Return the full platform commentary below, word for word and unchanged.

━━ TEXT EXCERPT

Translation: the government should be bankrupt and has no right to raise money. Which dovetails nicely with the belief that the government should never do anything.

Advocating less (or no) taxation is an easy sell for obvious reasons. In essentially the same way that telling kids they can eat pixie stix for dinner is an easy sell.

2.6 Monopolies and Corporations

We defend the right of individuals to form corporations, cooperatives and other types of companies based on voluntary association. We seek to divest government of all functions that can be provided by non-governmental organizations or private individuals. We oppose government subsidies to business, labor, or any other special interest. Industries should be governed by free markets.

Translation: let's just let all the corporations fuse into one massive corporation, then let that entity run the world with no checks on its power and no accountability. What could possibly go wrong?

2.8 Education

Education, like any other service, is best provided by the free market, achieving greater quality and efficiency with more diversity of choice. Schools should be managed locally to achieve greater accountability and parental involvement. Recognizing that the education of children is inextricably linked to moral values, we would return authority to parents to determine the education of their children, without interference from government. In particular, parents should have control of and responsibility for all funds expended for their children's education.

Translation: let's do away with educational standards. If people want their children taught that the earth is flat, it is not the government's job to set educational standards that say otherwise. Who cares if countries that actually teach children facts determined by, well, factuality, instead of by the marketplace, further and further surpass us economically?

━━━━
━━ STORED DATA

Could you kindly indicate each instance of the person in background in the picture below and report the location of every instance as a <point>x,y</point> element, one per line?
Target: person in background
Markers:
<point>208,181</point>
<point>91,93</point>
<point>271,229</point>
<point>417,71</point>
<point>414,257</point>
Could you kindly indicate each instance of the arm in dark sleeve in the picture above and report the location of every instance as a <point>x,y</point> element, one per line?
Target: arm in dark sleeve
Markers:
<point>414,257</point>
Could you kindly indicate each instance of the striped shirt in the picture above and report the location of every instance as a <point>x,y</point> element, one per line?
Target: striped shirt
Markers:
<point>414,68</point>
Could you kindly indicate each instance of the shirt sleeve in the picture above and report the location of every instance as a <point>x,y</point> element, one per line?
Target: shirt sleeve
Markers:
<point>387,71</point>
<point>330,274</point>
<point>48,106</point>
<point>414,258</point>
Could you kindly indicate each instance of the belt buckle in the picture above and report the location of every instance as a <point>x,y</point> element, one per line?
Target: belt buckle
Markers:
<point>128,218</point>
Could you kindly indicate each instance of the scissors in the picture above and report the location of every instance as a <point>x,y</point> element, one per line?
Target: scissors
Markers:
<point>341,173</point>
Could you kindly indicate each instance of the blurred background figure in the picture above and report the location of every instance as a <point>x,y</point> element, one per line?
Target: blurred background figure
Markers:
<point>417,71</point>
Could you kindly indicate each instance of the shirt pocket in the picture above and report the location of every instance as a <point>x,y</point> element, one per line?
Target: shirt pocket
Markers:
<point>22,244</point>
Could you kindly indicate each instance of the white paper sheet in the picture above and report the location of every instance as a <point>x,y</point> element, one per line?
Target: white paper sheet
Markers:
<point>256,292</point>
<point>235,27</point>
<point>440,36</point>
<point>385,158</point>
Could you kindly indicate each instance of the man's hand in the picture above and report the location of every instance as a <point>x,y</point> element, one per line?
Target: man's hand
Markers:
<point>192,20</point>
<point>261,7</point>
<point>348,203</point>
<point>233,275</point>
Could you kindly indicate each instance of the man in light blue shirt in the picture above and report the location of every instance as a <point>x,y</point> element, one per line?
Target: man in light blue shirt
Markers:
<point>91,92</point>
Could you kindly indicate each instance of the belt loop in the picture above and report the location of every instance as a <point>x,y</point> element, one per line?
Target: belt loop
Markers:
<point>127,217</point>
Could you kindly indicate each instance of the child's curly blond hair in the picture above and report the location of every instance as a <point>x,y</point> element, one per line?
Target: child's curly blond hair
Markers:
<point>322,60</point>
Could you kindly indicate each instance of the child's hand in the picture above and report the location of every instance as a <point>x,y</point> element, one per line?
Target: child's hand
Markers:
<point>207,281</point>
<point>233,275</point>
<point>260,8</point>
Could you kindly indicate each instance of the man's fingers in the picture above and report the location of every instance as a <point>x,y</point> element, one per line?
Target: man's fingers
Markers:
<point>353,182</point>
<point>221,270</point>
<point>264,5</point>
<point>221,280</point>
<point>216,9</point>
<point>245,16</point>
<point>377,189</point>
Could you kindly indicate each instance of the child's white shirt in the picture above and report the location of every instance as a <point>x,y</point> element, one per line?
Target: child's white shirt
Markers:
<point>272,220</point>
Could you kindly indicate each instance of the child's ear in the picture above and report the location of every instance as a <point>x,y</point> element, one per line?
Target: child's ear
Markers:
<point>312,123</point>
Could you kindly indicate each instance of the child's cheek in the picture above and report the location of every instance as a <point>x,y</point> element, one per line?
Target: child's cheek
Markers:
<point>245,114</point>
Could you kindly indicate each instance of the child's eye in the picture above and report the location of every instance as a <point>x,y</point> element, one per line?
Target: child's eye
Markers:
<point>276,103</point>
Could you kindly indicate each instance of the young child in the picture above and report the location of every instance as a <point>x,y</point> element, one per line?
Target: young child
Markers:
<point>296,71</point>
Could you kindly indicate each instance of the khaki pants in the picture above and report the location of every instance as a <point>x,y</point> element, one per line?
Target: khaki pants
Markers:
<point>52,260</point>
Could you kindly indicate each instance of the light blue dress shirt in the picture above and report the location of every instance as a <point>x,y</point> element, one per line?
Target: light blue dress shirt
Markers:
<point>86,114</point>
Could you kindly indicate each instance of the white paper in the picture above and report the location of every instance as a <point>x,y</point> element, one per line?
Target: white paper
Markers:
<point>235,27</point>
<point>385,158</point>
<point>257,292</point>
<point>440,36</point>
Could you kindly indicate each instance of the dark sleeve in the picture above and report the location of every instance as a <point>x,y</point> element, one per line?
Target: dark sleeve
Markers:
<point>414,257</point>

━━━━
━━ STORED DATA

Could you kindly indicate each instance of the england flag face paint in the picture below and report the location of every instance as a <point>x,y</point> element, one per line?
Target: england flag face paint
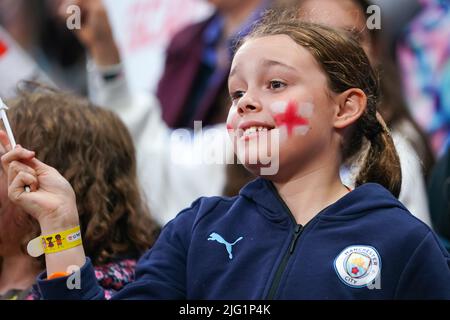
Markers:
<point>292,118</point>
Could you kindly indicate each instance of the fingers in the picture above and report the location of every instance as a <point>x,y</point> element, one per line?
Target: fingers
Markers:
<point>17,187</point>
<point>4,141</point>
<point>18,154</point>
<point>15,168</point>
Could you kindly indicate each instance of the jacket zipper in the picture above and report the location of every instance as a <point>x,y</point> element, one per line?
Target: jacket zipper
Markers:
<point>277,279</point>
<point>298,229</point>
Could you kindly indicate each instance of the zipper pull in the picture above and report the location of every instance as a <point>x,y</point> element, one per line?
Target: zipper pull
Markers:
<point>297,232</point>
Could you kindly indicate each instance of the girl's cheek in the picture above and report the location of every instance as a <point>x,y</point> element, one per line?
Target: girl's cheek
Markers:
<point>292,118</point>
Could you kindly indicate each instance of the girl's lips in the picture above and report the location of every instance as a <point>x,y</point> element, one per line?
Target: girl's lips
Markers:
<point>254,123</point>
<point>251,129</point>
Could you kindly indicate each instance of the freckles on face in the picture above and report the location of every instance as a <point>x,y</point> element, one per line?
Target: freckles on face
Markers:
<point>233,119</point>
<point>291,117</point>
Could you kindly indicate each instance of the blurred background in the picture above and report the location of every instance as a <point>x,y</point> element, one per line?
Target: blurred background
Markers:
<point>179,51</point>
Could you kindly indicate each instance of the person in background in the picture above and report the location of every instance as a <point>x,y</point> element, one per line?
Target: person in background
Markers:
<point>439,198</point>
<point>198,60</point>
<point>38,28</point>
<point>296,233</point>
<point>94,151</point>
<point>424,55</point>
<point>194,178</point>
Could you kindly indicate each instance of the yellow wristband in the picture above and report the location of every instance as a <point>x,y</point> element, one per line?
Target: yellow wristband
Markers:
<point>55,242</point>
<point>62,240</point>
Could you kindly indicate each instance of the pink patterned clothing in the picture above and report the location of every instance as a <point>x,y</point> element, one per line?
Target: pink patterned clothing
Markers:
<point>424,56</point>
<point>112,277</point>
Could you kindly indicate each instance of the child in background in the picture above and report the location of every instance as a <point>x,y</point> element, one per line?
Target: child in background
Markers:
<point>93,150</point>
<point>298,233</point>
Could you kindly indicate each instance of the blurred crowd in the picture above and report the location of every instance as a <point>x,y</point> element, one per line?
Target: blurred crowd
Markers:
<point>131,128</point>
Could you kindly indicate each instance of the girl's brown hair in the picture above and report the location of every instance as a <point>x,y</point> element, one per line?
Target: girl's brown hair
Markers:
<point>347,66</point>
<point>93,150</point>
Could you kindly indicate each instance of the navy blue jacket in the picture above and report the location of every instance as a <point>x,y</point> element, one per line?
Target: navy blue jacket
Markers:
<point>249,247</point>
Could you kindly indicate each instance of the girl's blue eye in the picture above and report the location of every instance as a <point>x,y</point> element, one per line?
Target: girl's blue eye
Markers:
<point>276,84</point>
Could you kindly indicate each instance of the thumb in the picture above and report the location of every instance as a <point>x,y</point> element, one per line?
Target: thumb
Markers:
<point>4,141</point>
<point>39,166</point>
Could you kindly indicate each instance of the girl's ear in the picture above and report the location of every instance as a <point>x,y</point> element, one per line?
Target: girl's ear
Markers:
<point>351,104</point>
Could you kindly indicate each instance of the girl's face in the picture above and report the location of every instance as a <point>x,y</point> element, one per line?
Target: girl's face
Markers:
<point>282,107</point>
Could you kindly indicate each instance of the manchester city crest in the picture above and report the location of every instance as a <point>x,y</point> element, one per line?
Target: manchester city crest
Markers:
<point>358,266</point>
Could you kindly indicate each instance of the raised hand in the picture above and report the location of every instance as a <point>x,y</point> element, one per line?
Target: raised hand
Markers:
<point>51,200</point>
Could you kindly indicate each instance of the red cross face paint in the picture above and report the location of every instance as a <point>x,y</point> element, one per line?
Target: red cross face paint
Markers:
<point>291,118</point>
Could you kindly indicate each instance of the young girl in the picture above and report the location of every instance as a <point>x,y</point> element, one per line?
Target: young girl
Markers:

━━━━

ANSWER SECTION
Translation: the government should be bankrupt and has no right to raise money. Which dovetails nicely with the belief that the government should never do anything.

Advocating less (or no) taxation is an easy sell for obvious reasons. In essentially the same way that telling kids they can eat pixie stix for dinner is an easy sell.

2.6 Monopolies and Corporations

We defend the right of individuals to form corporations, cooperatives and other types of companies based on voluntary association. We seek to divest government of all functions that can be provided by non-governmental organizations or private individuals. We oppose government subsidies to business, labor, or any other special interest. Industries should be governed by free markets.

Translation: let's just let all the corporations fuse into one massive corporation, then let that entity run the world with no checks on its power and no accountability. What could possibly go wrong?

2.8 Education

Education, like any other service, is best provided by the free market, achieving greater quality and efficiency with more diversity of choice. Schools should be managed locally to achieve greater accountability and parental involvement. Recognizing that the education of children is inextricably linked to moral values, we would return authority to parents to determine the education of their children, without interference from government. In particular, parents should have control of and responsibility for all funds expended for their children's education.

Translation: let's do away with educational standards. If people want their children taught that the earth is flat, it is not the government's job to set educational standards that say otherwise. Who cares if countries that actually teach children facts determined by, well, factuality, instead of by the marketplace, further and further surpass us economically?